SUPPLIED PASSAGE =>
══════════

Natatorium

Don't get in the pool.

Natatorium

The decision to put a private natatorium in one’s home basement is a judgment that has only a few likely antecedents. One is eithe a lover of swimming or they are up to something fishy. For the family grandmother Áróra (Elin Petersdottir) in Natatorium, the debut film from the Icelandic director Helena Stefánsdóttir Magneudóttir, the latter is undoubtedly the case.

This is a very wet movie. That’s fitting for Áróra, who seems to have something of a non-sexual fetish for water. Her daughter, Lilja, drowned under somewhat murky circumstances and ever since the household pool has been a catalyst of PTSD and a source of danger. Another one of her kids, Kalli, played sickly and almost ghoulish by Jónas Alfreð Birkisson, won’t last much longer under the auspices of his mother, whose medicinal care includes injecting him with fish tank water. His siblings Vala (Stefania Berndsen) and Magnús (Arnar Dan Kristjánsson) seem to avoid the house (and their mother) as much as possible, though she has yet to be completely ostracised. Magneudóttir reveals information about Áróra at an excruciating piecemeal pace and yet the characters always know, even at their most ignorant points, an easy three times, what the audience is privy to.

Magnús’s daughter Lilja (newcomer Ilmur María Arnardóttir), named after his dead sister, runs off to her grandparents’ home in the city to try out for a part in a play — a weird one in which she dons a skin-tight blue bodysuit with colourful facepaint and ornate accessories. Aspects of her costume might hint at the undine tradition, though I’m not sure that makes sense within the story’s overall themes.

══════════

STUDY QUESTIONS =>
A) Extract the part of the Natatorium review from "Don't get in" to "undoubtedly the case.".
B) List every performer named in the Natatorium review.
C) Summarize the Natatorium review in two sentences.

(Saved data entries)
══════════

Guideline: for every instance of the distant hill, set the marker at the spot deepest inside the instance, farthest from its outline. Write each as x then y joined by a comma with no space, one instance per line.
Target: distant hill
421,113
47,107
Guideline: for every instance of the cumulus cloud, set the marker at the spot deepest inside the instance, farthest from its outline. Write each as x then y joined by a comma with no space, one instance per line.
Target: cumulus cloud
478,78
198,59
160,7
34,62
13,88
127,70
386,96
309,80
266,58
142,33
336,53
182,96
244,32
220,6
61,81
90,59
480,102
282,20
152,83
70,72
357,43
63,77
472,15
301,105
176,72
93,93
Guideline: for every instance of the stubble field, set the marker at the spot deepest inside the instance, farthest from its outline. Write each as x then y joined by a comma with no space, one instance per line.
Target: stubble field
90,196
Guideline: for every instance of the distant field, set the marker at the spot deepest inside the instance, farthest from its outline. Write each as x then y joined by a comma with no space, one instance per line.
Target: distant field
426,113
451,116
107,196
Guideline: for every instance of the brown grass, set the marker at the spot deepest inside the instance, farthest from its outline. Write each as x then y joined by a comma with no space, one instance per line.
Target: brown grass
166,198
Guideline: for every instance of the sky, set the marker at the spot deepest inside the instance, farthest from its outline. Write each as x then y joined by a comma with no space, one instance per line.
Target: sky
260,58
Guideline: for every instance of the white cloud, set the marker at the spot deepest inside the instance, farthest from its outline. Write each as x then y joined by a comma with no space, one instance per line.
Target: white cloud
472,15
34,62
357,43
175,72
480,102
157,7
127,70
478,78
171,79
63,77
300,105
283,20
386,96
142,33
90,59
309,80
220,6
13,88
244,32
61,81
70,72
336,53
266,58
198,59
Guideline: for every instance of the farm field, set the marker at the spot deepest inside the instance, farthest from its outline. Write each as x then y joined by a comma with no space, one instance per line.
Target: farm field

══════════

ACTIVITY ANSWERS =>
A)
Don't get in the pool.

Natatorium

The decision to put a private natatorium in one’s home basement is a judgment that has only a few likely antecedents. One is eithe a lover of swimming or they are up to something fishy. For the family grandmother Áróra (Elin Petersdottir) in Natatorium, the debut film from the Icelandic director Helena Stefánsdóttir Magneudóttir, the latter is undoubtedly the case.

B)
Elin Petersdottir
Jónas Alfreð Birkisson
Stefania Berndsen
Arnar Dan Kristjánsson
Ilmur María Arnardóttir

C) Natatorium, the debut film from Icelandic director Helena Stefánsdóttir Magneudóttir, centers on the grandmother Áróra, whose household pool has been a source of danger since her daughter Lilja drowned. Her son Kalli is wasting away under her care, her other children avoid the house, and her granddaughter Lilja goes to her grandparents' home in the city to try out for a part in a play.